▶ [PROBLEM REQUIREMENTS] Could you reproduce the records below word for word, leaving the pictures out of your answer?

▶ [MATERIAL SHOWN]
>>>

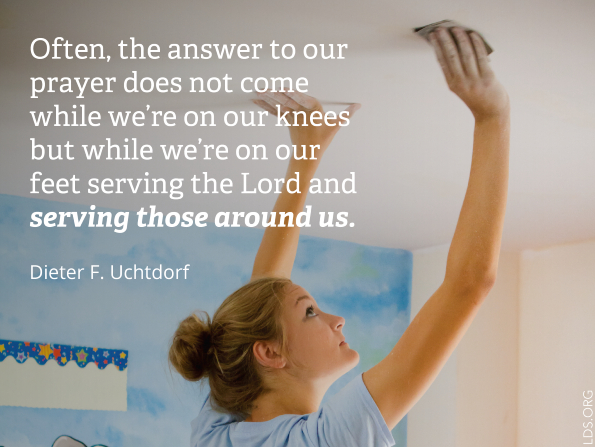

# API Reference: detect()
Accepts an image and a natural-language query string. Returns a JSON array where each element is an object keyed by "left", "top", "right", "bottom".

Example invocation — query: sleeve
[
  {"left": 306, "top": 374, "right": 395, "bottom": 447},
  {"left": 190, "top": 393, "right": 238, "bottom": 447}
]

<<<

▶ [SOLUTION TO THE EXERCISE]
# API Reference: detect()
Accepts an image and a natural-language query string. Returns a JSON array where each element is an object keyed by "left", "top", "right", "bottom".

Example invocation — query: sleeve
[
  {"left": 306, "top": 374, "right": 395, "bottom": 447},
  {"left": 190, "top": 393, "right": 238, "bottom": 447}
]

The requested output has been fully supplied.